_Instruções_. Resuma em duas frases a entrevista sobre suicídio assistido.

MN: Por vezes penso que o tema sequer é um tabu. Tabus são assuntos ou práticas que embora conhecidos, não se fala sobre. Temas sobre o qual há uma grande pressão social. Suicídio assistido, no Brasil, sequer pode ser pensado enquanto tema. É um tópico pouco conhecido e pouco trabalhado, com muitas pessoas sequer pensando nele enquanto uma realidade ou, ainda, possibilidade. É um tema sobre o qual há muito desconhecimento. Conversando com pessoas no Brasil ao longo da minha pesquisa, muitas delas sequer sabiam que isso é uma realidade em outros lugares. Outras confundem com eutanásia ou simplesmente incluem suicídio assistido sob a bandeira da morte digna, sem fazer qualquer distinção sobre os diversos procedimentos que esse termo pode representar. Durante a reunião da Comissão de Constituição, Justiça e Cidadania que questionou o então indicado a Ministro do STF, Luiz Edson Fachin, a Senadora Ana Amélia Lemos fez uma pergunta sobre eutanásia, mas em conjunto com aborto e destruição de embriões. Ela juntou três temas complexos que envolvem um sem número de nuances e aspectos em uma só questão, além de sequer especificar a qual tipo de eutanásia ela se referia. Foi uma pergunta vaga e que demonstra esse desconhecimento. E como resposta a uma pergunta vaga, a resposta também o foi. Atualmente, com novas pesquisas e até mais documentários e séries que abordam suicídio assistido, ele passa a se tornar pouco a pouco um tema.
PTV: Você acha que o suicídio assistido e os cuidados paliativos são excludentes? Ou seja, um paciente devidamente paliado não opta por suicídio assistido?
MN: Não acho que sejam excludentes. Há uma tendência a pensar nas duas áreas enquanto mutuamente excludentes ou em competição uma com a outra, quando elas deveriam estar trabalhando juntas para oferecer opções àqueles que precisam pensar e planejar que tipo de cuidados desejam para o fim da vida. A complexidade que envolve cada situação de fim de vida com a confluência de posicionamentos morais, expectativas de tratamento e qualidade de vida, questões sociais e familiares, entre outras tantas, não pode ser respondida com a prescrição e oferecimento de apenas uma opção de cuidado de fim de vida. Durante minha pesquisa observei casos onde pessoas em cuidados paliativas acabam por optar por assistência ao suicídio em uma etapa subsequente, assim como já vi pessoas que aplicaram ao procedimento desistirem no último momento. O que precisa haver é um fortalecimento dos cuidados paliativos e do suicídio assistido enquanto diferente formas de cuidado que respondem a diferentes situações que não são necessariamente excludentes. Além disso, é necessário um intenso trabalho de informação acerca de cada forma de cuidado, de modo que a pessoa possa conversar sobre isso com suas famílias, amigos e profissionais, tomando uma decisão informada e consciente sobre qual forma de cuidado melhor responde a suas necessidades e expectativas.
PTV: Fique à vontade para tecer outras considerações que julgar pertinentes.
MN: Reforço que é preciso pensar em suicídio assistido para além do procedimento em si. É um processo longo e difícil que envolve interações com familiares, amigos e profissionais de saúde, além de implicar a navegação por uma burocracia complicada e intensa. Não é uma decisão fácil de ser tomada, mas que deve ser respeitada. Mas, antes de tudo, é preciso transformar suicídio assistido em tema e, a partir daí, incentivar uma discussão pública que o desmistifique, possibilitando pensá-lo enquanto uma forma de cuidado que responde a casos e condições de saúde específicas. Condições que não necessariamente podem ser respondidas por outras formas de cuidado.

_Dados fornecidos_.
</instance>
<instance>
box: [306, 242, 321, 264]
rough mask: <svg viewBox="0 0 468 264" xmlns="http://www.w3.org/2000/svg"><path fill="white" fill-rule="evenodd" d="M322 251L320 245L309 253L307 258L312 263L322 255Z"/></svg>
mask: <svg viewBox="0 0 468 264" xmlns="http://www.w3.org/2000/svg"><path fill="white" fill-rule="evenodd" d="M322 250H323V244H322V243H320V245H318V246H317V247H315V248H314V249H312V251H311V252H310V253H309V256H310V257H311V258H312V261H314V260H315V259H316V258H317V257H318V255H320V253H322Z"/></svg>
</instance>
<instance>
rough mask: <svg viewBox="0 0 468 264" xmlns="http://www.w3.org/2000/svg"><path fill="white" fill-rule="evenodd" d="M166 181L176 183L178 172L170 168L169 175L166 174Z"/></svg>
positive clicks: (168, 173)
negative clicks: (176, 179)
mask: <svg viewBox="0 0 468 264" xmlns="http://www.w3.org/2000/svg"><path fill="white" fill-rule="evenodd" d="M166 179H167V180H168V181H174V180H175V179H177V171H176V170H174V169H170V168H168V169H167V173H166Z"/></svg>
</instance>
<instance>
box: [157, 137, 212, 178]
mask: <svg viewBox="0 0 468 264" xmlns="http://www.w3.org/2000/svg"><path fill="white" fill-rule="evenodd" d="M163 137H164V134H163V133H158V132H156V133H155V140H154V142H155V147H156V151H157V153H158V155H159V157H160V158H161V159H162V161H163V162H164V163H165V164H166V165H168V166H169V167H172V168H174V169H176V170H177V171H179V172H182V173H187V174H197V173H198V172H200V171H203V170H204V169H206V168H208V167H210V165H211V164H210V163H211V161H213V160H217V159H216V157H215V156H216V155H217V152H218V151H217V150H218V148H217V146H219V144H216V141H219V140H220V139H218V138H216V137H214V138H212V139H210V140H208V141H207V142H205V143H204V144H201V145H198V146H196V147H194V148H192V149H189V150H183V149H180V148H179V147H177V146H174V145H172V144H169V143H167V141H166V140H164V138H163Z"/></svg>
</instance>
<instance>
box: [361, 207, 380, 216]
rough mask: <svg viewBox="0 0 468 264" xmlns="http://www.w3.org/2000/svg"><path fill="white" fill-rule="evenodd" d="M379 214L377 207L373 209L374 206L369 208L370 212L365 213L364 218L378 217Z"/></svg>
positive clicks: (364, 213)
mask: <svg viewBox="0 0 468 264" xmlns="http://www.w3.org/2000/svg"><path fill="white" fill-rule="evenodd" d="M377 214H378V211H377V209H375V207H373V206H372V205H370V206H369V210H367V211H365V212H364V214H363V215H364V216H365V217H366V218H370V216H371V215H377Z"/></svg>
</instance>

_Resolução_. No Brasil, o suicídio assistido é pouco conhecido e muitas vezes confundido com eutanásia, mas aos poucos começa a se tornar tema graças a novas pesquisas, documentários e séries. Ele e os cuidados paliativos não são excludentes e deveriam ser fortalecidos como formas de cuidado diferentes, com informação sobre cada uma e uma discussão pública que desmistifique o assunto.